* _Kaynak Metin_
Aynı Kanun’un 339. maddesinin, 7338 sayılı Kanun’un 38. maddesiyle değişen ve 26/10/2021 tarihinde yürürlüğe giren 1. fıkrasında, vergi ziyaına sebebiyet vermekten veya usulsüzlükten dolayı ceza kesilen ve cezası kesinleşenlere, vergi ziyaı cezasında cezanın kesinleştiği tarihi izleyen günden itibaren beşinci yılın isabet ettiği takvim yılının sonuna kadar, usulsüzlükte cezanın kesinleştiği tarihi izleyen günden itibaren ikinci yılın isabet ettiği takvim yılının sonuna kadar tekrar ceza kesilmesi durumunda, vergi ziyaı cezası yüzde elli, usulsüzlük cezası yüzde yirmibeş oranında artırılmak suretiyle uygulanacağı, artırım tutarının kesinleşen cezadan (kesinleşen birden fazla ceza olması durumunda bunlardan tutar itibarıyla en yükseğinden) fazla olamayacağı, 2. fıkrasında birinci fıkrada yer alan beş ve iki yıllık sürelerin hesabında, artırıma esas alınan cezaların kesinleşme tarihinin dikkate alınacağı hüküm altına alınmıştır.
HUKUKİ DEĞERLENDİRME:
Davacı tarafından temyiz istemine konu edilen Vergi Dava Dairesi kararının; üç kat vergi ziyaı cezalı katma değer vergisine ilişkin hüküm fıkrası aynı hukuksal nedenler ve gerekçeyle Dairemizce de uygun bulunmuştur.
Uyuşmazlıkta, vergi ziyaı cezasının tekerrür hükümleri uyarınca artırılan kısmı yönünden dava reddedilmişse de ceza hukukunun genel ilkelerinden olan lehe kanun ilkesi gereğince faile ceza öngören bir kanunda sonradan yapılan bir değişiklikle, eski cezaya nazaran daha hafif bir ceza kesilmesi öngörülmüşse faile daha hafif olan ceza uygulanacağından, 213 sayılı Kanun’un 339. maddesinde 7338 sayılı Kanun’la yapılan değişiklikle; tekerrür hükümleri uyarınca artırılacak tutarın, tekerrüre esas alınan cezadan fazla olamayacağı yolunda getirilen düzenleme dikkate alınarak yeniden karar verilmek üzere Vergi Dava Dairesi kararının değinilen hüküm fıkrasının bozulması gerekmiştir.
213 sayılı Vergi Usul Kanunu’nun 353. maddesi, fatura veya benzeri belge verilmemesi, alınmaması ve diğer şekil ve usul hükümlerine uyulmamasına ilişkin özel usulsüzlükler ve cezalarını düzenlemektedir. Değinilen maddede öngörülen bu düzenleme ile mükelleflerin vergilendirme işlemlerinin kayıt ve belge düzenine uygun yürütülmesinin sağlanması amaçlanmıştır.

Nokta işaretleme verilerinden alıntılar
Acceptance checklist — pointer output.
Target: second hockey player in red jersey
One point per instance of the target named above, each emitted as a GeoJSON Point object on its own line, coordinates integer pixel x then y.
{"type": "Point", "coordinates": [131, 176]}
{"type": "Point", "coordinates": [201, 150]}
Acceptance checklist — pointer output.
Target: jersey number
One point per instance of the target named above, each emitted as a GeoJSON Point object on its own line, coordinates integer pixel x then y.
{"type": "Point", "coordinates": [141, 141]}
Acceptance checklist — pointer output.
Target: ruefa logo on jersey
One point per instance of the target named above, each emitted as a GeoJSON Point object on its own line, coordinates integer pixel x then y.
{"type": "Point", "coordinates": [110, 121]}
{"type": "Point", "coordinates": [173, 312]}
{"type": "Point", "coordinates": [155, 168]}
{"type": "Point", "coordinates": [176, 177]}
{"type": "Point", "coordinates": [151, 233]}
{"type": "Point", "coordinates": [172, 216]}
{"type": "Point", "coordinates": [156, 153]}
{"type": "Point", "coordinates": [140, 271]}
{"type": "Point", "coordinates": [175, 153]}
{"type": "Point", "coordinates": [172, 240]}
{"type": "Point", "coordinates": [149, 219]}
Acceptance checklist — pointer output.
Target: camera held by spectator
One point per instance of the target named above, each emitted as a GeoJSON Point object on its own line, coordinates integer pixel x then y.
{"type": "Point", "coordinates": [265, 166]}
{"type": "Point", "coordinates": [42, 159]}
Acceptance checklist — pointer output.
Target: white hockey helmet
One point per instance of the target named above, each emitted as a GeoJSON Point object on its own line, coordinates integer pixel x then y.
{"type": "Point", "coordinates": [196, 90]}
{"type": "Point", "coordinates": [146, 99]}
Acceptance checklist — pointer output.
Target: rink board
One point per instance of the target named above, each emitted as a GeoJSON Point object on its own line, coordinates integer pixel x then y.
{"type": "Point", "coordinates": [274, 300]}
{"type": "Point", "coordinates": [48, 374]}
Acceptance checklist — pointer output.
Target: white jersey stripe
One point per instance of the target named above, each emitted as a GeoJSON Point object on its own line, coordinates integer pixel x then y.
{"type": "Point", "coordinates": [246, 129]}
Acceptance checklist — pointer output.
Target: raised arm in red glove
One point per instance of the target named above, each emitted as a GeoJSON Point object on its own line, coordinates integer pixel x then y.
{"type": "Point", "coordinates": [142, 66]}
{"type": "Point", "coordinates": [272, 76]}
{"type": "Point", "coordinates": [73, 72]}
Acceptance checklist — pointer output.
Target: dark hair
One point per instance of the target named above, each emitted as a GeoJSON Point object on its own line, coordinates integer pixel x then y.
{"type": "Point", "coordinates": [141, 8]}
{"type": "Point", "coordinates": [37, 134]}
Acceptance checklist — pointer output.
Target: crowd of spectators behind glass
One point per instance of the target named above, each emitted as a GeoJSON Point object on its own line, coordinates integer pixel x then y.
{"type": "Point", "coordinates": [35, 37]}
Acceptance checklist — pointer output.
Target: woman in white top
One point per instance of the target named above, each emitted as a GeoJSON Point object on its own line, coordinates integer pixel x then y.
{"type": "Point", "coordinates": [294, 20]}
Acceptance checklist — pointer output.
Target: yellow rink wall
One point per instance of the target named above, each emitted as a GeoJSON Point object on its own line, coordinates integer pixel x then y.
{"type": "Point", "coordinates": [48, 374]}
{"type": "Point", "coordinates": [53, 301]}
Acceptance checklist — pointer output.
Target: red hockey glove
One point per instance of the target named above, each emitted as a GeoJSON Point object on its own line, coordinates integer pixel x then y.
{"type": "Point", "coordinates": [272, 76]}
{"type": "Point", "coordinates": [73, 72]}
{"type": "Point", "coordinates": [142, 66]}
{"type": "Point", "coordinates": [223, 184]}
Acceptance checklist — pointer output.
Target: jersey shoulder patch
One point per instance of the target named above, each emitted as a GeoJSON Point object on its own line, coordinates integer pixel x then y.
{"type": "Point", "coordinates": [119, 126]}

* _Görev Tanımı A_
Listede "hockey" dizesini içeren bütün satırları seçin. Büyük-küçük harf ayrımı dikkate alınmalıdır.
* _Görev Tanımı B_
Vergi cezalarına ilişkin karar metnini son cümlesinden sonra devam ettirerek yazın.

* _Görev Yanıtı A_
Target: second hockey player in red jersey
Target: white hockey helmet
Target: red hockey glove

* _Görev Yanıtı B_
Harcamaların sahte veya muhteviyatı itibarıyla yanıltıcı faturalarla belgelendirilmesi, 213 sayılı Kanunun 353. maddesinin 1. bendinde özel usulsüzlük cezası kesilmesi gereken eylemler arasında gösterilmediği için kesilen cezanın maddenin öngörülüş amacına uygun düşmediği dikkate alındığında, Vergi Mahkemesi kararının özel usulsüzlük cezasının yazılı gerekçeyle kaldırılması yolundaki hüküm fıkrasına yöneltilen davalı idare istinaf başvurusunun reddinde sonucu itibarıyla hukuka aykırılık görülmemiştir.

KARAR SONUCU:
Açıklanan nedenlerle;
1. Davacı temyiz isteminin kısmen reddine,
2. Temyize konu Vergi Dava Dairesi kararının; üç kat vergi ziyaı cezalı katma değer vergisine ilişkin hüküm fıkrasının ONANMASINA,
3. Davacı temyiz isteminin kısmen kabulüne,
4. Kararın; vergi ziyaı cezasının, tekerrür nedeniyle artırılan kısmına ilişkin hüküm fıkrasının BOZULMASINA,
5. Kararın; özel usulsüzlük cezasına ilişkin hüküm fıkrasına davalı idarece yöneltilen TEMYİZ İSTEMİNİN REDDİNE,
6. Davacıdan 492 sayılı Harçlar Kanununa bağlı (3) sayılı Tarife uyarınca nispi harç alınmasına, 21/12/2022 tarihinde oyçokluğuyla kesin olarak karar verildi.

(X)-KARŞI OY :
2575 sayılı Danıştay Kanunu’nun 23. maddesinde, Danıştayın temyiz mercii olarak görevinin, bir hukuk kuralının uygulanmaması veya yanlış uygulanması şeklinde ortaya çıkan hukuka aykırılıkların denetimini yapmakla sınırlı olduğu kurala bağlanmıştır.
İdari işlemlerin yargısal denetiminin hukuka uygunluk denetimi ile sınırlı olması karşısında bu denetimin maddi olayı da kapsadığının kabulü gerekir. Şöyle ki idari davaya konu işlemler, dayandığı, düzenlediği olaydan soyutlanmış olarak yargılamaya konu edilemez. Birçok idari uyuşmazlıkta maddi olanla hukuki olan arasında bir ayrım yapmak mümkün olmayabilir.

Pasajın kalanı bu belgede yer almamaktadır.